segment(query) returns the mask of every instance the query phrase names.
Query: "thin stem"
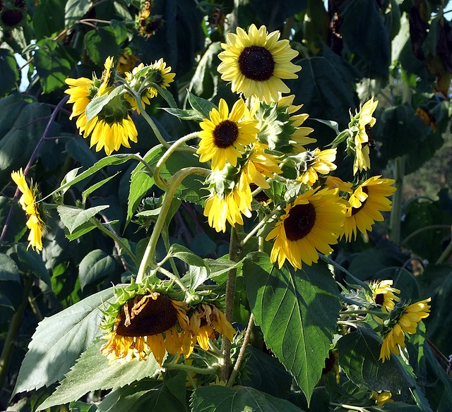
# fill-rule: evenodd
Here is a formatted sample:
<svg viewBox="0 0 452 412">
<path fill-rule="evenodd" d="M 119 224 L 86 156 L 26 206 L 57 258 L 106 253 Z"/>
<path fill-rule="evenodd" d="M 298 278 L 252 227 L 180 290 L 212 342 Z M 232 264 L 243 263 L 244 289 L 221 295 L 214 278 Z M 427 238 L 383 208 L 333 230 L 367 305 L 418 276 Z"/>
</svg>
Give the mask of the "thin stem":
<svg viewBox="0 0 452 412">
<path fill-rule="evenodd" d="M 112 238 L 115 243 L 117 243 L 118 246 L 122 249 L 127 255 L 129 255 L 133 263 L 136 263 L 135 255 L 132 253 L 132 251 L 129 248 L 129 246 L 126 245 L 122 241 L 122 239 L 118 236 L 118 235 L 114 232 L 114 231 L 107 229 L 102 223 L 100 223 L 95 217 L 92 217 L 90 219 L 90 222 L 93 223 L 99 230 L 105 233 L 107 236 Z"/>
<path fill-rule="evenodd" d="M 23 171 L 23 176 L 27 175 L 27 173 L 28 172 L 28 171 L 30 170 L 30 168 L 31 167 L 32 163 L 35 161 L 35 158 L 37 155 L 38 150 L 40 150 L 44 140 L 47 138 L 47 134 L 49 134 L 49 131 L 50 131 L 50 127 L 52 126 L 52 123 L 55 121 L 55 117 L 56 117 L 56 114 L 59 111 L 60 109 L 62 107 L 63 104 L 64 104 L 68 101 L 69 99 L 69 96 L 66 96 L 65 97 L 64 97 L 59 102 L 59 103 L 56 105 L 56 107 L 55 107 L 55 109 L 52 111 L 52 114 L 50 115 L 50 119 L 49 119 L 49 121 L 47 122 L 47 125 L 46 126 L 45 129 L 44 130 L 44 133 L 42 133 L 42 135 L 41 136 L 40 141 L 36 145 L 36 147 L 35 147 L 35 150 L 32 153 L 30 160 L 28 161 L 28 163 L 27 163 L 27 166 L 25 166 L 25 169 Z M 15 200 L 18 198 L 18 195 L 19 195 L 19 188 L 18 188 L 16 190 L 16 193 L 14 193 L 14 198 L 13 200 Z M 9 209 L 9 212 L 8 214 L 8 217 L 6 217 L 6 222 L 5 222 L 5 225 L 3 226 L 3 229 L 1 231 L 1 235 L 0 235 L 0 241 L 3 241 L 4 238 L 5 237 L 5 235 L 6 234 L 6 229 L 8 229 L 8 226 L 11 221 L 11 219 L 13 218 L 13 210 L 14 210 L 14 205 L 13 204 L 11 205 L 11 207 Z"/>
<path fill-rule="evenodd" d="M 9 329 L 8 330 L 5 344 L 3 348 L 3 351 L 1 351 L 1 356 L 0 356 L 0 387 L 3 387 L 5 380 L 6 379 L 6 375 L 8 374 L 8 370 L 9 368 L 9 363 L 11 360 L 11 357 L 16 346 L 14 344 L 14 341 L 17 338 L 17 334 L 19 332 L 19 329 L 20 328 L 22 318 L 23 317 L 23 314 L 25 311 L 25 308 L 27 308 L 28 293 L 30 293 L 32 283 L 32 277 L 25 279 L 25 284 L 23 286 L 22 302 L 14 315 L 13 315 L 11 322 L 9 325 Z"/>
<path fill-rule="evenodd" d="M 168 214 L 168 211 L 171 206 L 171 202 L 172 202 L 172 199 L 174 197 L 174 193 L 176 193 L 179 185 L 186 176 L 191 174 L 196 174 L 201 176 L 207 176 L 208 173 L 210 173 L 209 171 L 203 167 L 186 167 L 179 170 L 171 178 L 171 179 L 168 181 L 168 183 L 170 183 L 170 186 L 165 195 L 160 213 L 157 218 L 157 222 L 154 226 L 154 230 L 149 238 L 148 246 L 146 247 L 143 256 L 143 260 L 140 264 L 140 268 L 136 277 L 137 283 L 143 281 L 148 266 L 149 266 L 150 262 L 154 260 L 154 253 L 155 252 L 155 247 L 157 246 L 157 241 L 160 236 L 163 225 L 165 224 L 165 222 L 167 218 L 167 214 Z"/>
<path fill-rule="evenodd" d="M 239 253 L 237 248 L 239 246 L 239 238 L 235 227 L 231 228 L 231 236 L 229 247 L 229 258 L 232 262 L 237 262 Z M 230 323 L 232 322 L 234 315 L 234 297 L 235 295 L 235 281 L 237 277 L 237 268 L 231 269 L 227 272 L 226 280 L 226 296 L 225 297 L 225 316 Z M 223 353 L 223 365 L 221 371 L 222 380 L 228 380 L 230 376 L 230 368 L 231 363 L 231 341 L 225 337 L 222 341 L 222 351 Z"/>
<path fill-rule="evenodd" d="M 181 138 L 177 141 L 174 142 L 170 147 L 163 154 L 162 157 L 160 157 L 155 165 L 155 169 L 154 169 L 154 180 L 155 181 L 155 183 L 157 186 L 160 186 L 162 188 L 166 188 L 168 186 L 168 183 L 166 181 L 163 180 L 160 177 L 160 169 L 162 166 L 165 164 L 165 162 L 168 159 L 170 156 L 171 156 L 172 153 L 174 153 L 177 150 L 177 149 L 182 144 L 186 142 L 187 140 L 191 140 L 191 139 L 198 137 L 198 132 L 195 132 L 193 133 L 190 133 Z"/>
<path fill-rule="evenodd" d="M 254 315 L 251 313 L 249 317 L 249 322 L 248 322 L 248 327 L 246 328 L 246 332 L 245 333 L 245 337 L 243 339 L 243 343 L 242 344 L 242 348 L 240 348 L 240 353 L 239 353 L 239 357 L 235 362 L 235 365 L 234 365 L 234 369 L 232 370 L 232 373 L 231 373 L 231 376 L 227 381 L 227 384 L 226 385 L 227 387 L 232 387 L 234 382 L 235 381 L 235 378 L 239 373 L 239 369 L 240 368 L 240 365 L 242 365 L 242 362 L 243 361 L 244 356 L 245 356 L 245 351 L 246 350 L 246 346 L 248 345 L 248 341 L 249 341 L 249 337 L 251 334 L 251 330 L 253 329 L 253 325 L 254 325 Z"/>
<path fill-rule="evenodd" d="M 177 370 L 186 370 L 187 372 L 193 372 L 194 373 L 203 373 L 208 375 L 216 372 L 216 368 L 196 368 L 196 366 L 190 366 L 184 363 L 165 363 L 163 367 L 167 370 L 175 369 Z"/>
</svg>

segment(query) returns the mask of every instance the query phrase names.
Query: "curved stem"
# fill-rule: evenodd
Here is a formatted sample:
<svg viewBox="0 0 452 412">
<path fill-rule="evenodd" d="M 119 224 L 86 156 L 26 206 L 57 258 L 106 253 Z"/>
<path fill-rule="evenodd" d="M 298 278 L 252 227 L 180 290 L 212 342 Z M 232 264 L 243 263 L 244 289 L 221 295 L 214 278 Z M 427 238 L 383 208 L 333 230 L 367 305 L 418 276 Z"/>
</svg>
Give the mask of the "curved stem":
<svg viewBox="0 0 452 412">
<path fill-rule="evenodd" d="M 157 218 L 157 222 L 154 226 L 154 230 L 153 231 L 150 238 L 149 238 L 149 242 L 148 246 L 145 250 L 143 256 L 143 260 L 140 264 L 140 268 L 136 277 L 136 282 L 139 283 L 143 281 L 144 275 L 149 266 L 150 262 L 154 259 L 154 253 L 155 251 L 155 247 L 157 246 L 157 241 L 160 236 L 163 225 L 170 210 L 171 202 L 174 197 L 174 193 L 179 187 L 181 182 L 187 176 L 191 174 L 199 174 L 201 176 L 207 176 L 210 173 L 210 171 L 203 167 L 186 167 L 179 170 L 176 174 L 174 174 L 169 181 L 168 183 L 170 185 L 168 190 L 167 191 L 165 199 L 163 200 L 163 204 L 162 205 L 162 209 L 160 213 Z"/>
<path fill-rule="evenodd" d="M 118 244 L 118 246 L 122 249 L 127 255 L 129 255 L 133 263 L 136 263 L 135 255 L 132 253 L 132 251 L 129 248 L 129 246 L 122 241 L 122 239 L 118 236 L 112 230 L 107 229 L 102 223 L 100 223 L 95 217 L 90 219 L 90 222 L 93 223 L 99 230 L 105 233 L 107 236 L 112 238 L 113 241 Z"/>
<path fill-rule="evenodd" d="M 251 330 L 253 329 L 254 324 L 254 315 L 251 313 L 249 317 L 249 322 L 248 322 L 248 327 L 246 328 L 246 333 L 245 333 L 245 337 L 243 339 L 243 343 L 242 344 L 242 347 L 240 348 L 239 357 L 235 362 L 234 369 L 232 370 L 232 373 L 231 373 L 231 376 L 227 381 L 227 384 L 226 385 L 227 387 L 232 387 L 237 373 L 239 373 L 239 369 L 240 368 L 240 365 L 242 365 L 242 362 L 243 361 L 244 356 L 245 356 L 245 351 L 246 350 L 246 346 L 248 345 L 248 341 L 249 341 L 249 337 L 251 334 Z"/>
</svg>

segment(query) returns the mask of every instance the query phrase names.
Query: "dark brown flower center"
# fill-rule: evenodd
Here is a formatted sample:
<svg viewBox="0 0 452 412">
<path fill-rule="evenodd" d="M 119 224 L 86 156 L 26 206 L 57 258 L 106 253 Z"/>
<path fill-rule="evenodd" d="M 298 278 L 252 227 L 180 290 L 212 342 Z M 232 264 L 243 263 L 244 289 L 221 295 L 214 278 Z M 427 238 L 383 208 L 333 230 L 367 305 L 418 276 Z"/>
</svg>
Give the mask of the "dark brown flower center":
<svg viewBox="0 0 452 412">
<path fill-rule="evenodd" d="M 384 293 L 379 293 L 375 296 L 375 303 L 379 306 L 382 306 L 383 303 L 384 302 Z"/>
<path fill-rule="evenodd" d="M 234 121 L 223 120 L 215 126 L 212 134 L 217 147 L 226 149 L 237 140 L 239 126 Z"/>
<path fill-rule="evenodd" d="M 163 295 L 159 295 L 154 300 L 149 296 L 143 303 L 138 313 L 137 303 L 145 295 L 137 295 L 129 299 L 121 308 L 120 321 L 116 333 L 123 337 L 145 337 L 162 333 L 176 325 L 177 310 L 173 306 L 171 299 Z M 125 308 L 126 306 L 126 308 Z M 135 312 L 135 315 L 132 314 Z M 128 316 L 130 315 L 130 325 L 126 326 Z"/>
<path fill-rule="evenodd" d="M 307 236 L 316 223 L 316 208 L 311 203 L 294 206 L 284 221 L 287 240 L 293 242 Z"/>
<path fill-rule="evenodd" d="M 364 193 L 366 193 L 366 195 L 369 195 L 369 190 L 367 189 L 367 186 L 362 187 L 362 191 Z M 364 200 L 361 202 L 361 206 L 359 206 L 359 207 L 352 207 L 352 216 L 353 216 L 354 214 L 356 214 L 358 212 L 359 212 L 359 210 L 361 210 L 364 207 L 364 205 L 366 204 L 366 202 L 367 202 L 368 198 L 366 198 Z"/>
<path fill-rule="evenodd" d="M 245 47 L 239 56 L 239 69 L 246 78 L 263 82 L 273 75 L 275 60 L 265 47 L 249 46 Z"/>
</svg>

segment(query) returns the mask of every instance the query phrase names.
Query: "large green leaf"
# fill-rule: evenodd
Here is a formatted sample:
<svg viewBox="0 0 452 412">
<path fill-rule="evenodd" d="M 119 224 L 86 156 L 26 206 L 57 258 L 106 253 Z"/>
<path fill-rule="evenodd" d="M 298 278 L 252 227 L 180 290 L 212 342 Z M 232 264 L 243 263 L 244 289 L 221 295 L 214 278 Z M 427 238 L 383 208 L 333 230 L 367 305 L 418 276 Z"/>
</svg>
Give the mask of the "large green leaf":
<svg viewBox="0 0 452 412">
<path fill-rule="evenodd" d="M 20 281 L 20 274 L 16 262 L 4 253 L 0 253 L 0 280 Z"/>
<path fill-rule="evenodd" d="M 100 334 L 99 308 L 113 288 L 92 295 L 40 322 L 22 363 L 14 394 L 61 379 Z"/>
<path fill-rule="evenodd" d="M 98 412 L 184 412 L 187 410 L 186 372 L 182 372 L 163 382 L 143 380 L 117 389 L 99 404 Z"/>
<path fill-rule="evenodd" d="M 243 265 L 246 294 L 267 346 L 311 397 L 325 366 L 340 308 L 335 281 L 321 262 L 280 269 L 268 255 L 251 253 Z"/>
<path fill-rule="evenodd" d="M 83 288 L 90 283 L 107 277 L 115 267 L 114 259 L 100 249 L 91 250 L 80 262 L 78 279 Z"/>
<path fill-rule="evenodd" d="M 254 388 L 223 386 L 196 388 L 191 395 L 193 412 L 301 412 L 288 401 Z"/>
<path fill-rule="evenodd" d="M 14 54 L 6 49 L 0 49 L 0 96 L 4 96 L 13 90 L 20 80 L 19 66 Z"/>
<path fill-rule="evenodd" d="M 357 327 L 356 332 L 338 341 L 339 363 L 357 385 L 376 392 L 396 392 L 415 387 L 416 382 L 405 370 L 398 358 L 379 360 L 381 341 L 373 332 Z"/>
<path fill-rule="evenodd" d="M 121 387 L 153 376 L 160 369 L 152 356 L 146 361 L 134 358 L 130 362 L 109 365 L 107 357 L 100 353 L 100 346 L 105 341 L 95 343 L 82 353 L 56 390 L 40 405 L 39 409 L 76 401 L 92 391 Z"/>
</svg>

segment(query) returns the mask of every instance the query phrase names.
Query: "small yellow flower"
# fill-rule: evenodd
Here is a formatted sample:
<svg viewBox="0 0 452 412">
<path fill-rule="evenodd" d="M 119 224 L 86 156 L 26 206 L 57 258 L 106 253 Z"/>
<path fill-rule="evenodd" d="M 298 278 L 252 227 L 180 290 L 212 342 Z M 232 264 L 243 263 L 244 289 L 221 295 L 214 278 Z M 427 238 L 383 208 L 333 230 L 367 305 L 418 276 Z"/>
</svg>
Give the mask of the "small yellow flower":
<svg viewBox="0 0 452 412">
<path fill-rule="evenodd" d="M 237 28 L 237 34 L 227 35 L 227 42 L 218 58 L 221 78 L 231 81 L 233 92 L 246 98 L 255 96 L 267 104 L 278 102 L 278 93 L 290 90 L 281 79 L 295 79 L 301 70 L 290 61 L 298 52 L 290 48 L 289 40 L 278 40 L 280 32 L 267 32 L 266 26 L 258 30 L 252 24 L 248 33 Z"/>
<path fill-rule="evenodd" d="M 330 245 L 338 243 L 345 218 L 344 206 L 337 190 L 311 189 L 287 204 L 285 214 L 276 223 L 266 241 L 276 238 L 270 260 L 280 268 L 287 259 L 295 269 L 302 262 L 309 266 L 319 260 L 319 253 L 328 255 Z"/>
<path fill-rule="evenodd" d="M 319 179 L 319 174 L 326 175 L 335 170 L 337 166 L 334 161 L 336 159 L 336 150 L 335 147 L 326 150 L 316 149 L 307 162 L 307 170 L 297 180 L 311 186 Z"/>
<path fill-rule="evenodd" d="M 30 234 L 28 240 L 30 243 L 27 249 L 31 246 L 33 249 L 41 251 L 42 250 L 42 231 L 44 230 L 44 225 L 37 210 L 36 189 L 32 190 L 30 188 L 23 176 L 22 169 L 18 171 L 13 171 L 11 178 L 22 193 L 19 203 L 28 218 L 27 227 L 30 229 Z"/>
<path fill-rule="evenodd" d="M 372 291 L 374 301 L 381 307 L 383 312 L 391 312 L 394 308 L 396 302 L 399 302 L 400 298 L 396 296 L 400 291 L 393 287 L 392 280 L 382 280 L 374 282 L 370 285 Z"/>
<path fill-rule="evenodd" d="M 213 109 L 210 119 L 199 123 L 201 141 L 196 153 L 201 162 L 212 160 L 212 170 L 222 170 L 226 162 L 235 166 L 237 158 L 242 157 L 244 146 L 256 141 L 258 129 L 254 120 L 241 120 L 245 111 L 242 99 L 234 104 L 231 112 L 227 104 L 221 99 L 218 110 Z"/>
<path fill-rule="evenodd" d="M 392 186 L 395 181 L 380 177 L 368 178 L 348 199 L 350 207 L 347 207 L 344 231 L 341 234 L 347 242 L 352 238 L 356 239 L 357 229 L 364 234 L 371 231 L 376 222 L 384 220 L 381 212 L 391 210 L 391 201 L 388 198 L 396 190 Z"/>
<path fill-rule="evenodd" d="M 400 355 L 398 346 L 405 346 L 405 334 L 413 334 L 416 333 L 417 323 L 428 317 L 430 312 L 430 305 L 427 303 L 432 301 L 431 298 L 420 301 L 407 306 L 396 323 L 385 334 L 384 340 L 380 351 L 381 362 L 384 363 L 391 357 L 391 352 Z"/>
<path fill-rule="evenodd" d="M 369 134 L 376 121 L 372 117 L 374 111 L 378 106 L 378 100 L 374 102 L 374 97 L 366 102 L 358 114 L 358 131 L 355 136 L 355 161 L 353 162 L 353 174 L 357 171 L 370 169 L 369 139 Z"/>
</svg>

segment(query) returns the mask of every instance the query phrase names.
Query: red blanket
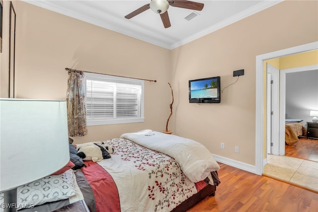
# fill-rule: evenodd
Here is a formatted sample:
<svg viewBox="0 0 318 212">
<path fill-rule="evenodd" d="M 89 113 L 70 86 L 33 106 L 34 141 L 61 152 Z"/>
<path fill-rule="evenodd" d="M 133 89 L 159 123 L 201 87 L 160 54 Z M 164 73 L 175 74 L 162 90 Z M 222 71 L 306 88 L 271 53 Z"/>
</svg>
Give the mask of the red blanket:
<svg viewBox="0 0 318 212">
<path fill-rule="evenodd" d="M 90 185 L 95 197 L 97 212 L 120 211 L 117 188 L 108 173 L 97 163 L 85 161 L 81 171 Z"/>
</svg>

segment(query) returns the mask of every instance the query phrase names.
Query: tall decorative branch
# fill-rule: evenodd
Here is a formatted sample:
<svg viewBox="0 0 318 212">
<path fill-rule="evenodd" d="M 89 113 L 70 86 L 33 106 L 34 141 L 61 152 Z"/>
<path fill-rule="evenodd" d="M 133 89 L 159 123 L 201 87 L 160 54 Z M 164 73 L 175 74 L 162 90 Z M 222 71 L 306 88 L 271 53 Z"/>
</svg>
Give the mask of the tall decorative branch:
<svg viewBox="0 0 318 212">
<path fill-rule="evenodd" d="M 168 83 L 169 84 L 169 86 L 170 86 L 170 89 L 171 89 L 171 95 L 172 96 L 172 102 L 170 104 L 170 115 L 168 117 L 168 120 L 167 120 L 167 123 L 165 125 L 165 131 L 168 131 L 168 123 L 169 122 L 169 120 L 170 119 L 170 117 L 172 115 L 172 105 L 173 104 L 173 91 L 172 91 L 172 88 L 171 87 L 171 85 L 170 83 Z"/>
</svg>

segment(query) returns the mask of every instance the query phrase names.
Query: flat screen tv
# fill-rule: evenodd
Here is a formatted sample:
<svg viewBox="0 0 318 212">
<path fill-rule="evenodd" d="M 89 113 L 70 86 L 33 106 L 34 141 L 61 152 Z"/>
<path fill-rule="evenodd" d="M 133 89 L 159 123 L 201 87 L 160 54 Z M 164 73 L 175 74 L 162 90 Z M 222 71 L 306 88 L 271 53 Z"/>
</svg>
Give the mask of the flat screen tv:
<svg viewBox="0 0 318 212">
<path fill-rule="evenodd" d="M 198 79 L 189 81 L 190 103 L 220 103 L 221 78 Z"/>
</svg>

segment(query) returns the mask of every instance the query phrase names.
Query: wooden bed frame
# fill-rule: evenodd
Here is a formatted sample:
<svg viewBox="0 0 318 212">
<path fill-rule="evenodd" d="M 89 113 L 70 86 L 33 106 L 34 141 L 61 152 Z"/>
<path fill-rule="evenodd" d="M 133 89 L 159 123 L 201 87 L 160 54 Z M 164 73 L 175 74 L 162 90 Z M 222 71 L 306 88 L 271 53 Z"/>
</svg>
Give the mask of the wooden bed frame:
<svg viewBox="0 0 318 212">
<path fill-rule="evenodd" d="M 209 184 L 199 192 L 177 206 L 171 211 L 171 212 L 184 212 L 206 198 L 209 196 L 214 197 L 216 190 L 216 186 Z"/>
</svg>

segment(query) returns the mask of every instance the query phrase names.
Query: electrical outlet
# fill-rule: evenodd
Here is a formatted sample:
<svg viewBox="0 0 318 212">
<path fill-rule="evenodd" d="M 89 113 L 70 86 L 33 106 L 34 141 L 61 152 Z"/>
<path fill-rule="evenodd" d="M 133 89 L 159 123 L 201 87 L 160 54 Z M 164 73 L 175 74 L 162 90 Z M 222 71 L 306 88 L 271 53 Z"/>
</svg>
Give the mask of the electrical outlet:
<svg viewBox="0 0 318 212">
<path fill-rule="evenodd" d="M 224 149 L 225 148 L 224 143 L 221 143 L 221 149 Z"/>
<path fill-rule="evenodd" d="M 238 146 L 235 146 L 235 152 L 238 153 L 238 150 L 239 150 L 239 148 Z"/>
</svg>

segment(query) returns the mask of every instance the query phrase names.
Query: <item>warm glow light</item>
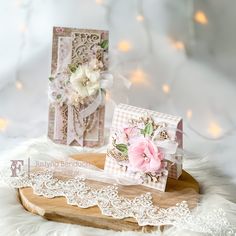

WHAT IS NEEDED:
Format the records above, from their first line through the line that contains "23 171 L 23", inclusive, as a Markdown table with the columns Row (a row number) and Content (the line). Omit blank lines and the pictures.

REPLY TO THE TASK:
| Row | Content |
|---|---|
| 1 | segment(query) returns the mask of every instance the query phrase names. |
| 2 | Query: "thin stem" |
| 3 | # fill-rule: evenodd |
| 4 | Here is a formatted sample: |
| 5 | <svg viewBox="0 0 452 412"> |
| 6 | <path fill-rule="evenodd" d="M 119 224 L 86 156 L 26 206 L 57 258 L 106 253 Z"/> |
| 7 | <path fill-rule="evenodd" d="M 298 278 L 252 227 L 180 290 L 212 342 Z M 232 264 L 243 263 L 244 289 L 221 295 L 214 278 Z M 427 238 L 383 208 L 333 230 L 367 305 L 418 276 Z"/> |
| 8 | </svg> |
| 9 | Give the mask of the "thin stem": |
| 10 | <svg viewBox="0 0 452 412"> |
| 11 | <path fill-rule="evenodd" d="M 112 238 L 115 243 L 117 243 L 118 246 L 122 249 L 127 255 L 129 255 L 133 263 L 136 263 L 135 255 L 132 253 L 132 251 L 129 248 L 129 246 L 126 245 L 122 241 L 122 239 L 118 236 L 118 235 L 114 232 L 114 231 L 107 229 L 102 223 L 100 223 L 95 217 L 92 217 L 90 219 L 90 222 L 93 223 L 99 230 L 105 233 L 107 236 Z"/> |
| 12 | <path fill-rule="evenodd" d="M 23 171 L 23 176 L 27 175 L 27 173 L 28 172 L 28 171 L 30 170 L 30 168 L 31 167 L 32 163 L 35 161 L 35 158 L 37 155 L 38 150 L 40 150 L 44 140 L 47 138 L 47 134 L 49 134 L 49 131 L 50 131 L 50 127 L 52 126 L 52 123 L 55 121 L 55 117 L 56 117 L 56 114 L 59 111 L 60 109 L 62 107 L 63 104 L 64 104 L 68 101 L 69 99 L 69 96 L 66 96 L 65 97 L 64 97 L 59 102 L 59 103 L 56 105 L 56 107 L 55 107 L 55 109 L 52 111 L 52 114 L 50 115 L 50 119 L 49 119 L 49 121 L 47 122 L 47 125 L 46 126 L 45 129 L 44 130 L 44 133 L 42 133 L 42 135 L 41 136 L 40 141 L 36 145 L 36 147 L 35 147 L 35 150 L 32 153 L 30 160 L 28 161 L 28 163 L 27 163 L 27 166 L 25 166 L 25 169 Z M 15 200 L 18 198 L 18 195 L 19 195 L 19 188 L 18 188 L 16 190 L 16 193 L 14 193 L 14 198 L 13 200 Z M 9 209 L 9 212 L 8 214 L 8 217 L 6 217 L 6 222 L 5 222 L 5 225 L 3 226 L 3 229 L 1 231 L 1 235 L 0 235 L 0 241 L 3 241 L 4 238 L 5 237 L 5 235 L 6 234 L 6 229 L 8 229 L 8 226 L 11 221 L 11 219 L 13 218 L 13 210 L 14 210 L 14 205 L 13 204 L 11 205 L 11 207 Z"/> |